**Page**:
((

That's not to say that Google bears no responsibility for this. And it definitely tarnishes the overwhelmingly positive hollywood / silicon valley stereotype of Life As A Googler.
Apropos of nothing, I actually find myself using DuckDuckGo and Firefox a lot more lately, over Chrome and gSearch. I also want to get to hosting my own email, and move off of Gmail. Not going to lie though, I really like the Gmail interface and would appreciate any good replacements.
I use Fastmail and while it's very different and not as "modern" as the Gmail interface, I did end up getting used to it and enjoy the straightforward control it offers.
I've also switched to DDG as my main search engine but often find myself using `!g` as the results are quite as good in many cases. Still, it feels great to be escaping Google's stranglehold.
Just remember to avoid fastmail (due to the terrible Australian tech laws - essentially anyone can be coerced into installing backdoors / surveillance tech into any system and they're required to maintain secrecy). So add the avoidance of any Australian service to your matrix of considerations.
It's very noble to switch away from google as much as possible; good luck
Wait, do you mean every piece of software coming from Australia? Andrew Tridgell is Australian. Would it therefore include Samba and Rsync? Does that mean Sublime Text could have a mandatory backdoor? Is there a list of software affected by this Australian law?
One point: the memo mentions some person saying "these protests aren't going to solve anything" and goes on to say how they're just blocking people from getting home. I think it's inaccurate to attribute this to racism or lack of diversity. It's something far simpler.
This person and many like them are just completely self-centered.
You'll probably fine the disruption just affected their commute home. Nothing more, nothing less.
Don't get me wrong: I'm not defending it. In my time at Google I lost count of the number of times that, say, some engineer 3 years out of college couldn't afford a 5 bedroom house in Palo Alto for them, their partner and their dog and how they were underpaid and this was unfair and a problem (and I'm not exaggerating as much as you might think) while not thinking twice about the 2.5 hour commute of the workers who prepare the free food and drive the buses to and from SF.
It's actually infuriating how much people can buy into these things as being "problems" while being completely oblivious to what's actually a problem right under their noses.
It is systemic, and the promotion of identity activism at the expense of economic activism has done a lot to cause it.
Realistically, "corporate diversity" usually means "we have diverse kinds of privileged middle class people in our offices."

))

**Material provided**:
((

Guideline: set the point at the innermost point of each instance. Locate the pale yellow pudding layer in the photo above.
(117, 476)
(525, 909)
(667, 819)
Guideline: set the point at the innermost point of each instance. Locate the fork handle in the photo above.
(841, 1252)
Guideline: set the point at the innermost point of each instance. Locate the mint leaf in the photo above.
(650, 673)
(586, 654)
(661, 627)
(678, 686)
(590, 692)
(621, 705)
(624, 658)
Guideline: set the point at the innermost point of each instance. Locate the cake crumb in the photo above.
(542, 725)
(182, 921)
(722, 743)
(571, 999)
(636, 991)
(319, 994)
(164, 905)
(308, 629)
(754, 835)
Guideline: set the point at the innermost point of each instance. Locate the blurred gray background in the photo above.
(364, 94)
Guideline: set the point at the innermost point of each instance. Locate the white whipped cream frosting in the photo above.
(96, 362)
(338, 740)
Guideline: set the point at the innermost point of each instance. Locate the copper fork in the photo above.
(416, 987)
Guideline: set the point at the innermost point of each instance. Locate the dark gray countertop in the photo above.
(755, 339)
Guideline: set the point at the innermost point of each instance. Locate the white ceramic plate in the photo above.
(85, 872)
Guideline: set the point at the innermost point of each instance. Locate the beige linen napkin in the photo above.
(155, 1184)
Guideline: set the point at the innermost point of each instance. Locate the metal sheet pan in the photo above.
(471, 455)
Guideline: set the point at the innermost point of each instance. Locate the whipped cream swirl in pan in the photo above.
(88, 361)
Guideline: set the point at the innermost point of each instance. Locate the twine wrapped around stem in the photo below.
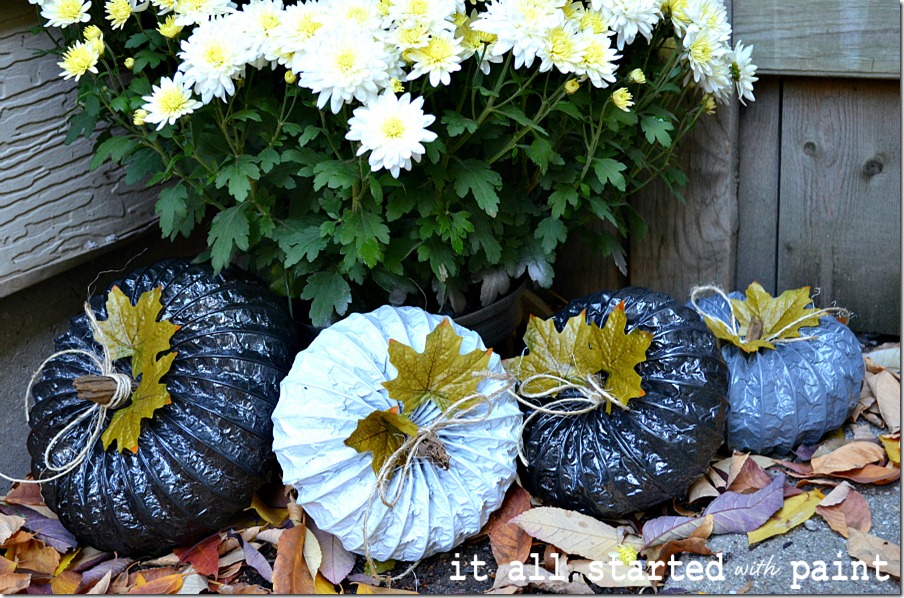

))
((

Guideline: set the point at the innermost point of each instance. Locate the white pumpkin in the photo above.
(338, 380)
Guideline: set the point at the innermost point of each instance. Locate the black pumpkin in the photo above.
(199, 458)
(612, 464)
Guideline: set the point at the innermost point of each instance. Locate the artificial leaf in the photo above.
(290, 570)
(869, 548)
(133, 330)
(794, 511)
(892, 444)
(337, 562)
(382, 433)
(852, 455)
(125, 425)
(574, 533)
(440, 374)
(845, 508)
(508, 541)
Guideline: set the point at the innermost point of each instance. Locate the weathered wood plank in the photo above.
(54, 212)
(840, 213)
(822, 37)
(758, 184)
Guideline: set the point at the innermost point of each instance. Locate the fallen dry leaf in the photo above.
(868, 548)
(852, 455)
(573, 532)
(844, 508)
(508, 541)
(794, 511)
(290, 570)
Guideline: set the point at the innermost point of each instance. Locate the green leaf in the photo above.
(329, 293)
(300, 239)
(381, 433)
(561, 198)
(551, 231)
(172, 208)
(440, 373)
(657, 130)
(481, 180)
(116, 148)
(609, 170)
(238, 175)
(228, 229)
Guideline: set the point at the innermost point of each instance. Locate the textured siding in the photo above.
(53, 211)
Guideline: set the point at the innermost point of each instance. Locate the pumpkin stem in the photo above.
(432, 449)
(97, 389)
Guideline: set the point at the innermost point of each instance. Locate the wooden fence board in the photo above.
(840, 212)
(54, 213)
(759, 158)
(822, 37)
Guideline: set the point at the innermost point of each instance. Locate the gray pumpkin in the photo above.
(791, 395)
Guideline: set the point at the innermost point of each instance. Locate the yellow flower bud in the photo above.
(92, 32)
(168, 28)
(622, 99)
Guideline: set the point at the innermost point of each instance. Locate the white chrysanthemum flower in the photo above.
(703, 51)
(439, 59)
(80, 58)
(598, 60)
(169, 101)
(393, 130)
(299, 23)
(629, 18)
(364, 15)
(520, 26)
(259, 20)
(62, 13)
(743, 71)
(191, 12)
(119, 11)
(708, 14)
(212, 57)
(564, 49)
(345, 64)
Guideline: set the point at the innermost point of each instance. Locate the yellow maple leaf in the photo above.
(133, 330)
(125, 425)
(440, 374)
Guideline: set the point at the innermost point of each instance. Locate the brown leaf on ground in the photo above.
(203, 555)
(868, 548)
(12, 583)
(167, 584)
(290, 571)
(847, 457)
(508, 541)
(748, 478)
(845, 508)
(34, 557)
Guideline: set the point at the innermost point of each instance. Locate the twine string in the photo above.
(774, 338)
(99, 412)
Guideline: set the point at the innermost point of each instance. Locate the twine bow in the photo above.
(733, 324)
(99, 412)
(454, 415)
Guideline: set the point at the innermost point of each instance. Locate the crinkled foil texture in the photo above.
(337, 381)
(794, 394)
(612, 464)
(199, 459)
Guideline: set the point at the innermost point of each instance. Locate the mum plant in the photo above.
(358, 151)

))
((

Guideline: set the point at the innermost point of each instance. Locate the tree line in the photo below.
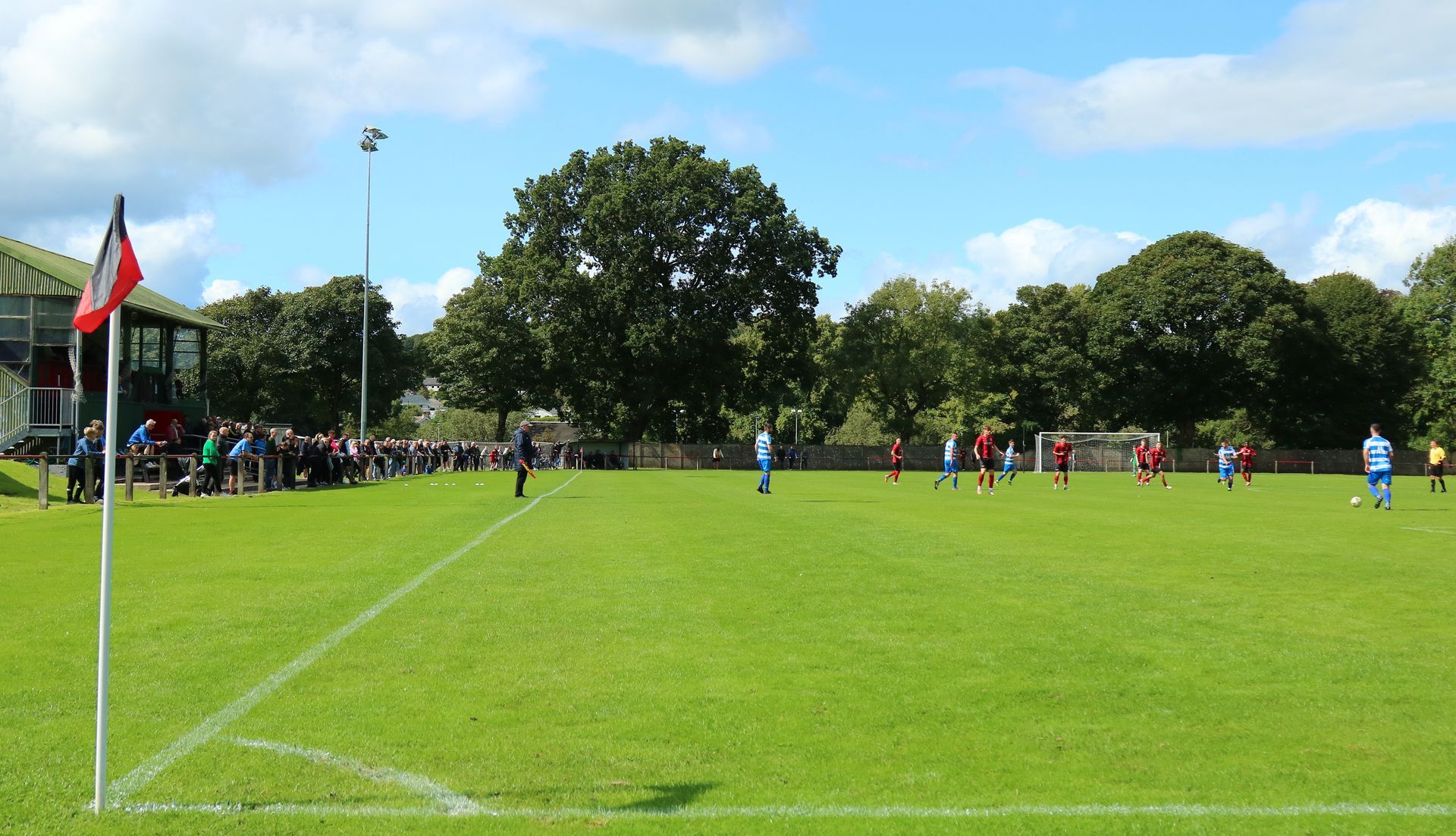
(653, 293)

))

**Given request 1**: Which software does the comment thread about Google ask might be subject to the Australian law? List each one.
**Given request 2**: In the records, switch "whipped cream" to "buttercream" from the line with "frosting in the photo above." to the line with "stem in the photo below.", changing nothing else. Return only those lines.

**Correct response 1**: Samba, Rsync, Sublime Text

**Correct response 2**:
Guideline: set the point at the innermost point of each instance. Locate the white buttercream frosting in the photo above.
(96, 362)
(338, 740)
Guideline: set the point at the innermost point of each instance. Locate the copper fork in the photo above.
(416, 987)
Guideline: set the point at the innermost point of each instance. Locate the dark gray countertop in the photo above.
(755, 339)
Guideline: set the point at the innermost point of each instance. Locate the white ceramic plate in the photo above.
(85, 872)
Guideline: set the point at the innermost point of each instance. Locate the beige linen napkin in the photo above.
(155, 1184)
Guideline: set the point at the innermost point of each instance. Locate the metal sheet pan in the photo above.
(471, 455)
Guideline: set the point at the innermost point of each instance. Locate the buttercream swirl in pan in the photo above.
(88, 361)
Guideline: set the point at the innermost point of each instance. Locate the twine wrapped around stem in the photo below.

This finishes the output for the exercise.